___ Study text ___
1What is the importance of tonsils?
2Are there any functions that they do that are not duplicated elsewhere in the body?
3Do they protect in any way against cancer what studies exist?
4 If a child has had the flew(not swine flew) 21 days prior to the operation and taken tamiflu,Motrin and Tylenol is there any danger for the anesthesia?
5 If a child has had pneumonia twice before do the tonsils help prevent it from recurring(may they be storing white blood cells that have a memory of the specific pneumonia).
6 does removing them weaken the childs immune system now and in the future?
7 there has been an outbreak of swine flew at the school were wife works should we delay the operation?
8 what are the alternate treatments rather than operating

My wife has sean a doctor about removing my 9 year old daughters tonsils because they are very enlarged and she snores at night. Last summer we went to Greece and she took zitrak Doc's sug. and her tonsils shrunk and was able to sleap better
Submitted: 8 years ago.
Category: Health
Expert:  Nurse Susan replied 8 years ago.

I hope I can help you with these questions. The tonsils form part of the body's lymph system, which does help the body battle and fight disease. The tonsils are felt to be particularly important in fighting off respiratory infections. However, when they are removed, other parts of the immune system do function as they should, and kids with no tonsils dont seem to get more frequent colds than kids with tonsils; in fact, kids with no tonsils may get LESS infections after a tonsilectomy, but that may be because most kids who have had their tonsils removed do it BECAUSE the tonsils are part of the reason for the problem as they are inflamed or infected.
___ Dataset records ___
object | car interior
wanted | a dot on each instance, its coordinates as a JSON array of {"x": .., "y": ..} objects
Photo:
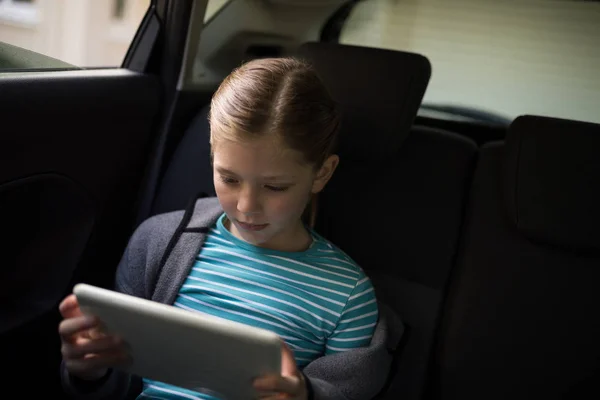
[{"x": 489, "y": 249}]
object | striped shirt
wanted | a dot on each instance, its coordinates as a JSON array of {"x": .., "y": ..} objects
[{"x": 318, "y": 301}]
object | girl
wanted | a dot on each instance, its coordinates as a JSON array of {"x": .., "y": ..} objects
[{"x": 273, "y": 128}]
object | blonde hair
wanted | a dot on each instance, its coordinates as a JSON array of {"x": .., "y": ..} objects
[{"x": 278, "y": 96}]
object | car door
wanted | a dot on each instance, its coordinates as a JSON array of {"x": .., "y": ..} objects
[{"x": 77, "y": 149}]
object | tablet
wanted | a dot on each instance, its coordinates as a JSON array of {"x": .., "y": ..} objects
[{"x": 185, "y": 348}]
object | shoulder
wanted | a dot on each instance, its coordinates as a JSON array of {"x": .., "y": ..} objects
[
  {"x": 333, "y": 256},
  {"x": 161, "y": 227}
]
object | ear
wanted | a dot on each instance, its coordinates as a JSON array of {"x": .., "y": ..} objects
[{"x": 325, "y": 173}]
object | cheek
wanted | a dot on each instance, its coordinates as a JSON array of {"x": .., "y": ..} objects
[
  {"x": 226, "y": 198},
  {"x": 290, "y": 206}
]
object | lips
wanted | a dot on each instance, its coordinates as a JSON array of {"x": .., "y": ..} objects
[{"x": 251, "y": 227}]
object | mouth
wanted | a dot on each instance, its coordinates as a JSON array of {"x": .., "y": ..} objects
[{"x": 251, "y": 227}]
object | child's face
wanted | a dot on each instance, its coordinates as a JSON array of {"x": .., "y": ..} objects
[{"x": 263, "y": 188}]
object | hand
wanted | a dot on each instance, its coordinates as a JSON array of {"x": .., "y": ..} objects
[
  {"x": 290, "y": 385},
  {"x": 86, "y": 351}
]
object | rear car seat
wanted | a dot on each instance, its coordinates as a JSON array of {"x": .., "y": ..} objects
[
  {"x": 396, "y": 202},
  {"x": 523, "y": 316},
  {"x": 415, "y": 182}
]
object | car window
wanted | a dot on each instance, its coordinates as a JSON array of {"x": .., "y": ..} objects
[
  {"x": 213, "y": 7},
  {"x": 39, "y": 34},
  {"x": 505, "y": 58}
]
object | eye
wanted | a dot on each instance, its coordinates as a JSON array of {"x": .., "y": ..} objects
[
  {"x": 277, "y": 188},
  {"x": 228, "y": 181}
]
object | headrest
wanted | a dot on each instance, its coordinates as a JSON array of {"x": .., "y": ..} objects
[
  {"x": 553, "y": 181},
  {"x": 379, "y": 91}
]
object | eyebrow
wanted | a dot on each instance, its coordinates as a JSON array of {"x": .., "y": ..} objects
[{"x": 225, "y": 171}]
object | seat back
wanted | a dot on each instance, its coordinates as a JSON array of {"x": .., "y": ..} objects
[
  {"x": 396, "y": 202},
  {"x": 523, "y": 316}
]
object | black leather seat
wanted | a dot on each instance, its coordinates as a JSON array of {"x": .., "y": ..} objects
[
  {"x": 523, "y": 317},
  {"x": 396, "y": 202}
]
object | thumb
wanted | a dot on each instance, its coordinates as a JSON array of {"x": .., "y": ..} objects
[
  {"x": 69, "y": 307},
  {"x": 288, "y": 362}
]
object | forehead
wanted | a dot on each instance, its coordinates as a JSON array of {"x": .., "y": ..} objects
[{"x": 264, "y": 156}]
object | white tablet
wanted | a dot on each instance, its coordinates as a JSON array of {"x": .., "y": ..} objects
[{"x": 188, "y": 349}]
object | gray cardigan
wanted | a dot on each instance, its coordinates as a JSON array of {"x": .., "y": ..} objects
___
* **Your task**
From the tonsil question-and-answer text, turn the paragraph that starts "I hope I can help you" into a short bulleted list that keeps its main facts.

* **Solution to the exercise**
- Tonsils are part of the body's lymph system, which helps fight disease.
- They are thought to be especially important against respiratory infections.
- Once they are removed, the rest of the immune system still works as it should.
- Children without tonsils don't seem to get colds more often than children with them.
- They may even get fewer infections after removal, possibly because most had the surgery since inflamed or infected tonsils were part of the problem.